__Testo fornito__
..........

Ecco, tutti questi pensieri sono stati elaborati nel viaggio di rientro da due giorni molto pieni e ricchi di bellezza.

Ho accettato tutto quello che arrivava con la gioia nel cuore e vivendo appieno la giornata. Non credo di aver mai smesso di sorridere.

Grazie alla collaborazione con Enrico Pollini, uomo poliedrico e dal grande cuore, ho potuto seguire la Trans d’Havet, gara di trail running nelle piccole dolomiti al confine tra le province di Vicenza e di Trento, svoltasi il 23 luglio 2022.

Giunta alla sua undicesima edizione, quest’anno hanno reintrodotto la distanza ultra (80 km e 5500 d+) con il passaggio nelle suggestive 52 gallerie e al rifugio Papa, che nel giorno della manifestazione, compiva 100 anni dalla sua prima apertura. Un giorno da ricordare.

Da qui voglio partire, perché la prima notte è stata in compagnia del soccorso alpino, sezione di Schio, al bivacco sopra il rifugio Papa.

Luca, Riccardo e Matteo avevano da coprire la postazione alla fine delle gallerie. E’ un compito che spetta loro ogni anno e hanno sempre lo stesso entusiasmo nell’aspettare e incitare ogni singolo concorrente che passa da li, magari ricordando di accendere la frontale anche alle prime luci dell’alba, perché nelle gallerie è sempre buio e c'è rischio di cadere.

Mi raccontano che questo è il primo anno in cui non accenna a piovere. Mi raccontano di anni in cui i fulmini cadevano a pochi metri da loro, in cui non serviva nulla ripararsi nelle gallerie, perché si riempivano di acqua e questa faceva da perfetto conduttore di elettricitá.

Mentre ci gustiamo un’ottima cena offerta da Renato, il gestore del rifugio da quarant’anni, chiacchieriamo della loro vita, di come riescono ad incastrare il lavoro con il volontariato ma soprattutto di come considerano questo servizio al pari di una famiglia.

Come tutte le famiglie, ci sono screzi, litigi e problemi, ma alla fine, quando si presenta il problema sono uniti e pronti a sostenersi l’un con l’altro. Non si sono scelti, si sono trovati e sanno accettare i pregi e difetti dei rispettivi compagni così da trarne vantaggio per creare una squadra forte ed unita. Sicuro, non è un volontariato facile, ci vuole molta dedizione e tempo, ma ogni sforzo viene ripagato con giornate mozzafiato, fatica condivisa e ringraziamenti che valgono oro.

Ho condiviso con loro una deliziosa cena, risate, ma tante risate e la programmazione della giornata seguente. Ho condiviso con loro la sveglia alle 2.30, la preparazione di tutto il necessario per il primo soccorso e la sfacchinata nel portare il materiale al punto stabilito. Ho condiviso con loro la prima tazza di tè - chissá perché lo immaginavo caldo, invece al primo sorso mi si è gelato lo stomaco.. ma non importava, erano cosí gentili che non mi sarei mai osata dire nulla se non grazie -

Per alcune ore mi sono sentita parte del loro gruppo, ed è stato emozionante.

..........

__Materiale di studio__
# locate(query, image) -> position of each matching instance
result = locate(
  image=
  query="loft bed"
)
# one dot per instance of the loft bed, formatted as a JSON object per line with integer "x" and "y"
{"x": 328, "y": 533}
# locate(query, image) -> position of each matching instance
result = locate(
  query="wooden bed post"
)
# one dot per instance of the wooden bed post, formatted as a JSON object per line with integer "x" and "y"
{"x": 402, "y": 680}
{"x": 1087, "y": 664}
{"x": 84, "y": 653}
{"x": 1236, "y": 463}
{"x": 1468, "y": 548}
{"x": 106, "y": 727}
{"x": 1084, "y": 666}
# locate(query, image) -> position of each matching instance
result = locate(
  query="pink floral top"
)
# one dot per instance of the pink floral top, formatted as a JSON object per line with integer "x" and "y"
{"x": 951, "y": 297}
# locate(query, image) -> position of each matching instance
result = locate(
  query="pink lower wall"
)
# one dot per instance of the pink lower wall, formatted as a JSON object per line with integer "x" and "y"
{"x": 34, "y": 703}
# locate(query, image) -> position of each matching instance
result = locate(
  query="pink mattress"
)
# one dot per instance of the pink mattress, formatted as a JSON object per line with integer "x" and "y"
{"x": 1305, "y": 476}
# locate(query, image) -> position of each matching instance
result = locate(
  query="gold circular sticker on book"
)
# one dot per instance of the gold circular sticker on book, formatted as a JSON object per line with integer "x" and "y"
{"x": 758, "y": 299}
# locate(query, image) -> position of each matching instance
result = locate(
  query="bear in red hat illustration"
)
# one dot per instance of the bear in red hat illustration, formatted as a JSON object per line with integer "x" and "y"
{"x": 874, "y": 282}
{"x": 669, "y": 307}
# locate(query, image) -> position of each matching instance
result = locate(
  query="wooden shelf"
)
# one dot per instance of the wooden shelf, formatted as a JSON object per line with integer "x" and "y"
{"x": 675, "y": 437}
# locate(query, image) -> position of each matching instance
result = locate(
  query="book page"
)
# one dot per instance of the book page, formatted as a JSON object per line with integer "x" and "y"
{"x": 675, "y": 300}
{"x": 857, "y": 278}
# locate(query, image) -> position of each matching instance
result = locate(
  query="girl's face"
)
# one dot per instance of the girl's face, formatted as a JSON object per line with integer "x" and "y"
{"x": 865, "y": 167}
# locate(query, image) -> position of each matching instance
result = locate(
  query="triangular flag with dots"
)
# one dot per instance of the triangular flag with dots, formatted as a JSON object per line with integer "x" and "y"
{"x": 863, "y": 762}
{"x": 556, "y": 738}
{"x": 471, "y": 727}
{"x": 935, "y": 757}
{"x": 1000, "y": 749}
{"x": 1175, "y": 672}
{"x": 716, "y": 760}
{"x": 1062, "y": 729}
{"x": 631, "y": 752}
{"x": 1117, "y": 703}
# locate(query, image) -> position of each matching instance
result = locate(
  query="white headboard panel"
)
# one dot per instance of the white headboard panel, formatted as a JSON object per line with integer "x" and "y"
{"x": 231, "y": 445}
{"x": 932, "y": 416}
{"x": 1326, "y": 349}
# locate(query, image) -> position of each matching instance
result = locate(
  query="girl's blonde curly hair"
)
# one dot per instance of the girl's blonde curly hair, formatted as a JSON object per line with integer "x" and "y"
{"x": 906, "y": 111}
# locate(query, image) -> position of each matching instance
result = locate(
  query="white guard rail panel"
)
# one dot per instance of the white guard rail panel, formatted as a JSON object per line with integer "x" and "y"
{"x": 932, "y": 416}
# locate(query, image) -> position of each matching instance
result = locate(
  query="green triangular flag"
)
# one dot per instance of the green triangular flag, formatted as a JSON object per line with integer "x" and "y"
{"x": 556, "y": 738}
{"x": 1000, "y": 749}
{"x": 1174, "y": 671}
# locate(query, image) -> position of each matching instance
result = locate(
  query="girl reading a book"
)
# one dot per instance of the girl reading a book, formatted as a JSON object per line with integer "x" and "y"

..........

__Compito A__
Secondo il testo fornito, quale anniversario ricorreva per il rifugio Papa nel giorno della gara?
__Compito B__
Stabilisci se ogni affermazione concorda con il testo fornito. Rispondi sì o no e cita tra virgolette le parole decisive del testo: (i) nel 2022 la Trans d'Havet era alla sua undicesima edizione; (ii) la sveglia era fissata alle 3.30; (iii) Renato gestisce il rifugio da vent'anni.
Il materiale proviene da un'altra fonte.

__Risposta scritta A__
Il rifugio Papa compiva 100 anni dalla sua prima apertura.

__Risposta scritta B__
(i) Sì: «Giunta alla sua undicesima edizione».
(ii) No: «la sveglia alle 2.30».
(iii) No: «il gestore del rifugio da quarant’anni».